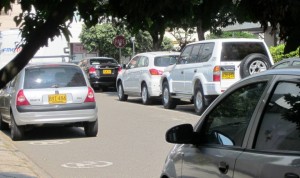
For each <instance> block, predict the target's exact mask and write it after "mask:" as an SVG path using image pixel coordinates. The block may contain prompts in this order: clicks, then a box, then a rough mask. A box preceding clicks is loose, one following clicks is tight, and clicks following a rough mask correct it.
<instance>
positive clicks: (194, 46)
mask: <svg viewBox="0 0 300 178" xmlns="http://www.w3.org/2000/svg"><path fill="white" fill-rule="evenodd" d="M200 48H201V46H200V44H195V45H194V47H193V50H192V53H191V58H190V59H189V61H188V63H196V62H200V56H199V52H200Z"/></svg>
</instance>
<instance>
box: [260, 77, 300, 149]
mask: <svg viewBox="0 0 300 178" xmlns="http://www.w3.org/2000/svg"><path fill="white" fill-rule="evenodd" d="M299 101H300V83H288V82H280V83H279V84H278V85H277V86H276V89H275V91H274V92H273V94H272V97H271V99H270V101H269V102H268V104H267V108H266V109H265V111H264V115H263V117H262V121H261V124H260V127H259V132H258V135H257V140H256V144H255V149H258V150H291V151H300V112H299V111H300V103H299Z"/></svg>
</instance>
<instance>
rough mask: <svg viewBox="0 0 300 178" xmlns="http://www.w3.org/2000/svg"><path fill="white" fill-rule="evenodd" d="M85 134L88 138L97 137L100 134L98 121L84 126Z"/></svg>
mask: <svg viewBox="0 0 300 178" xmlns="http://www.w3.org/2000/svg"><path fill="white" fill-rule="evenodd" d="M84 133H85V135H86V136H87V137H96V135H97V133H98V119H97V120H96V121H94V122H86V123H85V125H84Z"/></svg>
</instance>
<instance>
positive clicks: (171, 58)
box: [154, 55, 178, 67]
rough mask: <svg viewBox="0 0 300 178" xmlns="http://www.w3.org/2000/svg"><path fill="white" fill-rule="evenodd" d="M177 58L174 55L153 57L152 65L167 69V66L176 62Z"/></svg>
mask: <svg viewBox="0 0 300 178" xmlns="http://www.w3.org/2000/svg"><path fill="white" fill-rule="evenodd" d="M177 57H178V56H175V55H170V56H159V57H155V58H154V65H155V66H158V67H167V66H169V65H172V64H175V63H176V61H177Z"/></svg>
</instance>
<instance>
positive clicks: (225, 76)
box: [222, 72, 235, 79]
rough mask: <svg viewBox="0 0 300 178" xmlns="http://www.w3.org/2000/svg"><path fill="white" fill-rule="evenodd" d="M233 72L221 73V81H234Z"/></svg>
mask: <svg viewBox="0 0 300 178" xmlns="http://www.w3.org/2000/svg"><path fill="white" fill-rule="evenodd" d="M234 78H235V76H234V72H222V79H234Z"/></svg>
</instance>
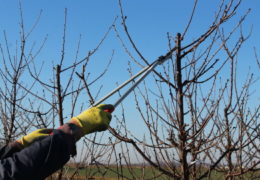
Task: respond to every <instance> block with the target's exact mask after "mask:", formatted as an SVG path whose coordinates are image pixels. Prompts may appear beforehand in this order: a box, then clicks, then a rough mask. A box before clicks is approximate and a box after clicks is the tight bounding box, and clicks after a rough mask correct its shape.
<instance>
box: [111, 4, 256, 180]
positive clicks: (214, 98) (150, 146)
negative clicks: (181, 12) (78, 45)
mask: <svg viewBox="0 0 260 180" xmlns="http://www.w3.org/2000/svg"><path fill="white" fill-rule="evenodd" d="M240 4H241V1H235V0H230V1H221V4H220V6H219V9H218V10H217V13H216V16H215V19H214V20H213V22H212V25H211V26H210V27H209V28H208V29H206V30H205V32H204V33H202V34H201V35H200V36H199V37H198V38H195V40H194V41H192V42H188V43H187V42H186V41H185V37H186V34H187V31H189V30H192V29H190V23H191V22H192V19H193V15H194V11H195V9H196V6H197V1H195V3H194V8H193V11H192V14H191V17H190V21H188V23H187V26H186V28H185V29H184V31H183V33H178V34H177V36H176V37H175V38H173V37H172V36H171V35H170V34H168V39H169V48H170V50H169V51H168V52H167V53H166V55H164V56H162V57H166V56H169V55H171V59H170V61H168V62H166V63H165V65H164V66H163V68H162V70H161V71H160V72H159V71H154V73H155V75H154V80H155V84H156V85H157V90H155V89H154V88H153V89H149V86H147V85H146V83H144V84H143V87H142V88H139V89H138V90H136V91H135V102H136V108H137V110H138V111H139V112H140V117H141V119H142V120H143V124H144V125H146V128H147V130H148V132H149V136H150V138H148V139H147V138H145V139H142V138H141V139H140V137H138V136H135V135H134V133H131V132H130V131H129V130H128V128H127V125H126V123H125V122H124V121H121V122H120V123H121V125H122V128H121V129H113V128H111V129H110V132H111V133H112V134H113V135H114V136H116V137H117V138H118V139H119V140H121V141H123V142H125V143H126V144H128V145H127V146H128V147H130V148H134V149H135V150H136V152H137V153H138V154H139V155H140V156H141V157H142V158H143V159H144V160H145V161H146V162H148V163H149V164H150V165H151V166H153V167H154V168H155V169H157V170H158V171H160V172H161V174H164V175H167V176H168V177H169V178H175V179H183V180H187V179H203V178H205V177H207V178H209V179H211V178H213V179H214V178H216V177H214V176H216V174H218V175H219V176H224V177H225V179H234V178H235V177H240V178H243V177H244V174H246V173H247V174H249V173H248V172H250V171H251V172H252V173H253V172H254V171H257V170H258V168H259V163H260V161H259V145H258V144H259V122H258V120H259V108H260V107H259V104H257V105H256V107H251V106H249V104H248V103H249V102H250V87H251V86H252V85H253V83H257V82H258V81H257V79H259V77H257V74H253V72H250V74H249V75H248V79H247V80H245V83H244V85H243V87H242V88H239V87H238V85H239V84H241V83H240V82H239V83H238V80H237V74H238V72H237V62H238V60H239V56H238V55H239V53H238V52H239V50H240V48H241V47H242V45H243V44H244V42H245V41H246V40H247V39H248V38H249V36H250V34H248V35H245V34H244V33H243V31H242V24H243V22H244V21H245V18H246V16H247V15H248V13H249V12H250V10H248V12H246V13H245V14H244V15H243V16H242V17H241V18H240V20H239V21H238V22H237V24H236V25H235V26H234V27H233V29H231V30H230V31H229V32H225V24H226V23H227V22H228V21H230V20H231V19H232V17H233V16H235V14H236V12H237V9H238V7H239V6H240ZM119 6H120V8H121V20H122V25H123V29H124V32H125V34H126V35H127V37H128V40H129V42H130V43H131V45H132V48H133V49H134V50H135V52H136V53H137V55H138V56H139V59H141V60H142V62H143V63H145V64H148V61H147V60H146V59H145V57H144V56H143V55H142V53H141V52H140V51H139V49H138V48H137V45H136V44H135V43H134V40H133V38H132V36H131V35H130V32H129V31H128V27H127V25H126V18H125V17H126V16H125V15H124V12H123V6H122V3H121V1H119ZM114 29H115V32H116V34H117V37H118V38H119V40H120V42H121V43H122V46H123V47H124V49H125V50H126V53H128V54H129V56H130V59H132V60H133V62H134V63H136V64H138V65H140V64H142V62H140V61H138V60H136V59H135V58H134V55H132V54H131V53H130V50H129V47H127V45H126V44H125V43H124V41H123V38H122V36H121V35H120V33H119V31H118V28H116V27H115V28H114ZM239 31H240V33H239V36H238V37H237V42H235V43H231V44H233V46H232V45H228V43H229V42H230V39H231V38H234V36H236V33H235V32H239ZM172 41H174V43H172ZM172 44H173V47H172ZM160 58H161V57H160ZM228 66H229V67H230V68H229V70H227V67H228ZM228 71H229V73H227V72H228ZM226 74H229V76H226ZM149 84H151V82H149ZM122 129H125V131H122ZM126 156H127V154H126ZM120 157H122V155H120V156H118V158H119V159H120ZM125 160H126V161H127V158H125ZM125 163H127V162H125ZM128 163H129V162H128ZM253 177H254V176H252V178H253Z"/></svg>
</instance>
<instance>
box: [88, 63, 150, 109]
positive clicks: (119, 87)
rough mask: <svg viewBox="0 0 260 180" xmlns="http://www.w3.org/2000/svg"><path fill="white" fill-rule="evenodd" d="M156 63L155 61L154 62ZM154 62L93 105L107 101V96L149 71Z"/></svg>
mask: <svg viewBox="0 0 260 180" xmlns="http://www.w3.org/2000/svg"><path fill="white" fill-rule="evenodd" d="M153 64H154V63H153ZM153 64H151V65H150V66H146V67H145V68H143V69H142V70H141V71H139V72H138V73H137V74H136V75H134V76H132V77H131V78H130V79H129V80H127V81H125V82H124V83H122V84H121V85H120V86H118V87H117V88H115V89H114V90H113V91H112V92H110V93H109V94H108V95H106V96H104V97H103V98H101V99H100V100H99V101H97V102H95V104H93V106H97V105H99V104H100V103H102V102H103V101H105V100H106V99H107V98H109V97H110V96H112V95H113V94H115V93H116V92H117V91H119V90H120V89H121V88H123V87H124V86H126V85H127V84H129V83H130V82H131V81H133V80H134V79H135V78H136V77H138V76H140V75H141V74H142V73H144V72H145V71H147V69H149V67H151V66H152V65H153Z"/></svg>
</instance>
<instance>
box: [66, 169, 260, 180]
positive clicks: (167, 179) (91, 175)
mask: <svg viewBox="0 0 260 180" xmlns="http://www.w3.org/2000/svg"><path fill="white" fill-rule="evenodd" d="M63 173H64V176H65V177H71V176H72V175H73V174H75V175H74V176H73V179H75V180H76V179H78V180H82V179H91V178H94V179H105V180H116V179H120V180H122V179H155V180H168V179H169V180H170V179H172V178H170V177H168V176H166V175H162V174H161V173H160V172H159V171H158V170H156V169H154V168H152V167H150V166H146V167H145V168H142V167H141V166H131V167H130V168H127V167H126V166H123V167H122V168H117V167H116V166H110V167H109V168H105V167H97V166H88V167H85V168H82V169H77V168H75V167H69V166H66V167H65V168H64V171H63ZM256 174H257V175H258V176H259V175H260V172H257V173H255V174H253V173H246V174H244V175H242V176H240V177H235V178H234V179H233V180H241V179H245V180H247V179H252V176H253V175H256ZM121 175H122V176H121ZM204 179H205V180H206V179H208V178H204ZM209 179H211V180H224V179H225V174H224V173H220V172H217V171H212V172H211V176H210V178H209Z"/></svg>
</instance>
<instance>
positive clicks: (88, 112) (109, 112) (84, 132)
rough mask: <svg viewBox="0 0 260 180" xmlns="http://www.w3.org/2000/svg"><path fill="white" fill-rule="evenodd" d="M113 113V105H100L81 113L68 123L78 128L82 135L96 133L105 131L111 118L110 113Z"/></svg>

...

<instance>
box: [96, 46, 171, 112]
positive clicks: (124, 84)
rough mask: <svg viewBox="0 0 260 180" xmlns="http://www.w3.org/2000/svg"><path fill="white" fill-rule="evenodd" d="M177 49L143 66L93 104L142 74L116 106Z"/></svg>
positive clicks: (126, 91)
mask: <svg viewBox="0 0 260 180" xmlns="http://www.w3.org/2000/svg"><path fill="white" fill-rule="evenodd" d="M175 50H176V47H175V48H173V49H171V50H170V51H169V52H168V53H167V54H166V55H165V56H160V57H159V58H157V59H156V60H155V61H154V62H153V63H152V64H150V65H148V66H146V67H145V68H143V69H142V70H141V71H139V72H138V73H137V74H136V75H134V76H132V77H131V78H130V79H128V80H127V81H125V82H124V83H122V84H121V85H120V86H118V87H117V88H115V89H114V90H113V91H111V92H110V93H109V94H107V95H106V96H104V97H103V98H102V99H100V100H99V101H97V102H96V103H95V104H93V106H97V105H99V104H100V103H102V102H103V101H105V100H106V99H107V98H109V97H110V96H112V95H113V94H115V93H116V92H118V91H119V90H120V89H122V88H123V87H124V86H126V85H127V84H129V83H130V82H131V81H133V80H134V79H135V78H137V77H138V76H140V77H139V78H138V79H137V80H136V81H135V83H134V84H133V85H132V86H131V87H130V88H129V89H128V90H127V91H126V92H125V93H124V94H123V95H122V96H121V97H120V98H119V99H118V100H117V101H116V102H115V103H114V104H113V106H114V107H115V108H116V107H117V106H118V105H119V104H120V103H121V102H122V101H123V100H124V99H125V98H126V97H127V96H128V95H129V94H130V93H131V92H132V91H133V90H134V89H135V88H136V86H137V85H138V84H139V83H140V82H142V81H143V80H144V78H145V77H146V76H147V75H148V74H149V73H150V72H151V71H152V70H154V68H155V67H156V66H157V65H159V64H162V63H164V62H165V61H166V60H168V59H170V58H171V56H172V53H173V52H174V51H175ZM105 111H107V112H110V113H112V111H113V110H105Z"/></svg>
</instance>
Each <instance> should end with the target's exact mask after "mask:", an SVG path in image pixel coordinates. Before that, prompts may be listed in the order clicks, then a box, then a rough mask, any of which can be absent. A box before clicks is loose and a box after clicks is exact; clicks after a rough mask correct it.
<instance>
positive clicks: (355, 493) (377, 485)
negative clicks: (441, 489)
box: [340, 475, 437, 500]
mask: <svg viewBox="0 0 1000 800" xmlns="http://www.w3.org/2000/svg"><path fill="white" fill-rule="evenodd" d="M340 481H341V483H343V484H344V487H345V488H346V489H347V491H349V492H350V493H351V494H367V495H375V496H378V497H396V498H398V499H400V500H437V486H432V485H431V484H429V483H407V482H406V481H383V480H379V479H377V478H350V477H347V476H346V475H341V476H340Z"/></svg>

# What to produce:
Filter the records down to the lines containing the word "exact", and copy those.

# Answer to this exercise:
For each <instance> block, predict the target's exact mask and write it after "mask:" as an SVG path using image pixel coordinates. The block may contain prompts in this order: clicks, then a box, then a rough mask. A box preceding clicks is loose, one following clicks is tight, and clicks following a rough mask correct it.
Task: respond to every <instance> block with the target's exact mask after "mask:", formatted as an SVG path whose coordinates are image pixels. Prompts may appear beforehand in this order: a box, then clicks, then a rough mask. A box before clicks is approximate and a box after clicks is the tight bounding box, and clicks after a rough mask correct its shape.
Each <instance> should end with the target's exact mask after "mask:", an SVG path in image pixel coordinates. Before that, prompts may be listed in the order clicks, then a box, then a rough mask, any of which can be absent. A box before clicks is loose and a box after clicks is exact; clicks after a rough mask correct it.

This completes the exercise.